Your reply should consist of the entries, copied exactly and stripped of images.

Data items

::::

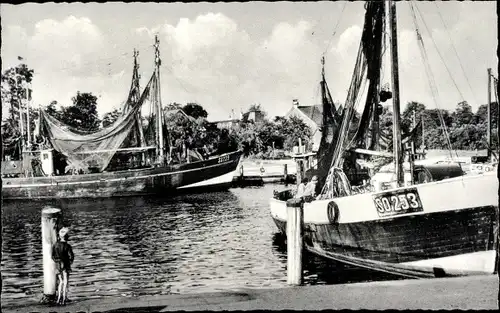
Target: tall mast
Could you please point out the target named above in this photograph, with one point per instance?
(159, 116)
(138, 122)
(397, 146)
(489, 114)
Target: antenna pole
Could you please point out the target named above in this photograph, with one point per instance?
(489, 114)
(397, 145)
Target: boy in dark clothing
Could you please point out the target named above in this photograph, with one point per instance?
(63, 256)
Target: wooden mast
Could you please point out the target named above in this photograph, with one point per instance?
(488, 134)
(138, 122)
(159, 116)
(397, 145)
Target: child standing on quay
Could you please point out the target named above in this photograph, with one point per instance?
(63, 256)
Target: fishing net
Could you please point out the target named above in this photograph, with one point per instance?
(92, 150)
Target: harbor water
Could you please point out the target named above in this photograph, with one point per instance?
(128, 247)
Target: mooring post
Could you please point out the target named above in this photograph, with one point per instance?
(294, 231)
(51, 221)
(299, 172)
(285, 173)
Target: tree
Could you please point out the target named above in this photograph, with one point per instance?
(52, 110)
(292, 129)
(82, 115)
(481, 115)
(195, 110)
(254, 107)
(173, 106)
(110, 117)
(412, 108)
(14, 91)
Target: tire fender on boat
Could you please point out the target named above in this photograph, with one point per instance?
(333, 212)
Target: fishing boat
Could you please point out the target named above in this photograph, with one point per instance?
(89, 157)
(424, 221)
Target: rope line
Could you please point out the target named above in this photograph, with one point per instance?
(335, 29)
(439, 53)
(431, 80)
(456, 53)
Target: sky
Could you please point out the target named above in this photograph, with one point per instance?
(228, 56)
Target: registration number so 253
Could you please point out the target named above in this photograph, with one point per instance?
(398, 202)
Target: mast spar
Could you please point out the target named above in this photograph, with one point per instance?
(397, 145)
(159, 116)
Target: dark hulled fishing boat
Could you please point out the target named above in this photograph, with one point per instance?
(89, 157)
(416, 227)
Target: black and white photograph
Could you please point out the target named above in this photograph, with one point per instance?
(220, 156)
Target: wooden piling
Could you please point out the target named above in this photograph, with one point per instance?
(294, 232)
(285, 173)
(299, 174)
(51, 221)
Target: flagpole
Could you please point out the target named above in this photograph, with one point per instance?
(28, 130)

::::

**Answer section**
Target: tall mast
Could you please point out the target named above in this photograph, with one point per instance?
(159, 116)
(138, 122)
(397, 146)
(489, 114)
Target: antenna pole
Could you please point out the target named above in this photograph, with one point per instance?
(489, 114)
(397, 145)
Target: boy in dark clothing
Could you please point out the target named above in this photograph, with one point per instance?
(63, 256)
Target: wooden mast
Could you please point out the target named above in this photograph, with one point per instance?
(488, 134)
(138, 122)
(159, 116)
(397, 145)
Target: child standing on quay
Could you please point out the target named above in this photograph, with one point per instance?
(63, 256)
Target: fishing net
Could you please point out the target named above in this photograph, with one point per instance?
(92, 150)
Target: harbor water
Could you please point out the target named above in this photograph, with one point per instance?
(128, 247)
Target: mooring post
Could you please point out the target named above in this photograph, with one point per instance?
(294, 231)
(51, 221)
(299, 172)
(285, 173)
Target: tree
Could you please point out the target named above in this photograph, with one point per instance?
(52, 110)
(292, 129)
(82, 115)
(481, 115)
(195, 110)
(254, 107)
(173, 106)
(110, 117)
(412, 108)
(14, 91)
Target: tire fender on boat
Could you please point out the target named above in this photograph, with one point per instance?
(333, 212)
Target: fishing boat
Could you please point out the target named above in this photograph, with one point per instance?
(89, 157)
(424, 221)
Target: rope line
Could you please point out the target named above in this photograph, with one point per instance?
(335, 29)
(439, 53)
(431, 80)
(456, 53)
Target: sky
Could you please point out the target named above in this photograph, with one point per instance?
(228, 56)
Target: registration number so 253
Could you please point out the target named above in this photograph, with one point per instance?
(398, 202)
Target: mast spar
Could you please point out the target named above in this photograph, with one point per instance?
(397, 145)
(159, 116)
Target: dark hulled fishing boat
Could you please point out the target named above in this photograph, with one point per instance?
(89, 157)
(416, 227)
Target: black and white photograph
Could you please point out the target named above in this photograph, with one point per instance?
(220, 156)
Target: wooden piling
Could you please point out the target named above in this photograph, with one point per instance?
(294, 232)
(285, 173)
(299, 174)
(51, 221)
Target: flagpole
Could you please point out the target named above in this photograph, with one point per instance?
(28, 130)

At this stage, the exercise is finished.